▸ **THE TASK**
Identify every line of the material below that contains the string "params", and copy each of those lines. Case counts.

Object detection data:
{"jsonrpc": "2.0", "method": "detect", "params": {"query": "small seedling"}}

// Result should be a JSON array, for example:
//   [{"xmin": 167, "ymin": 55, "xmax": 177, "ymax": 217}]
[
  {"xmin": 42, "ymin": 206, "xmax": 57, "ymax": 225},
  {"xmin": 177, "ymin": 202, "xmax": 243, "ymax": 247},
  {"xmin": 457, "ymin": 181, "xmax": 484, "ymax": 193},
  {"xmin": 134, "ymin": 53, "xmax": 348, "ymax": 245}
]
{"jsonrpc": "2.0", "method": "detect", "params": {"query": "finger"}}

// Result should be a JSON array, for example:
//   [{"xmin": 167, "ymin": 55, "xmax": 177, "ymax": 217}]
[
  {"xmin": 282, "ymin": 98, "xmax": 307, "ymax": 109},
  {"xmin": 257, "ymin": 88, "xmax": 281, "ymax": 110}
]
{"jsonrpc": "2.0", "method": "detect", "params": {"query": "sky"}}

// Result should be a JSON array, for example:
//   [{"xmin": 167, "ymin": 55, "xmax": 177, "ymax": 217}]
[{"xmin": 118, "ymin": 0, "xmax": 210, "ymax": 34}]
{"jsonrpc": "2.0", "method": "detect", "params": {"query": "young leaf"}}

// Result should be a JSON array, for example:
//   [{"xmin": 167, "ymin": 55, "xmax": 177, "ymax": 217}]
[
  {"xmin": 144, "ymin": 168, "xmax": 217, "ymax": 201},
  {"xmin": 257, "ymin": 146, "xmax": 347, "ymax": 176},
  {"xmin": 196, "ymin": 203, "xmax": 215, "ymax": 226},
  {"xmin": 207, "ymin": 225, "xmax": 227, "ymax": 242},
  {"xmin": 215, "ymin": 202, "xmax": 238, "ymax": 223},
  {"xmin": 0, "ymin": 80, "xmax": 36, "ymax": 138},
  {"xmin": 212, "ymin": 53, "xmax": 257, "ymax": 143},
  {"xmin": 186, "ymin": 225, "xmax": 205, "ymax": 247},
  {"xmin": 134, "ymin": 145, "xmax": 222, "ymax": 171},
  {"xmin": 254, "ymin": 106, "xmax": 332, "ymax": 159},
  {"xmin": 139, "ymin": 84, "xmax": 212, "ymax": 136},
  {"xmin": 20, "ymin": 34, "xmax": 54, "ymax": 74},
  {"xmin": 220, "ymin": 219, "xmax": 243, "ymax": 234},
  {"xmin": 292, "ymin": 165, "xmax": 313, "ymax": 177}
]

▸ **WRITTEN REPLY**
{"jsonrpc": "2.0", "method": "detect", "params": {"query": "small seedling"}}
{"jsonrpc": "2.0", "method": "detect", "params": {"query": "finger"}}
{"jsonrpc": "2.0", "method": "detect", "params": {"query": "sky"}}
{"jsonrpc": "2.0", "method": "detect", "params": {"query": "young leaf"}}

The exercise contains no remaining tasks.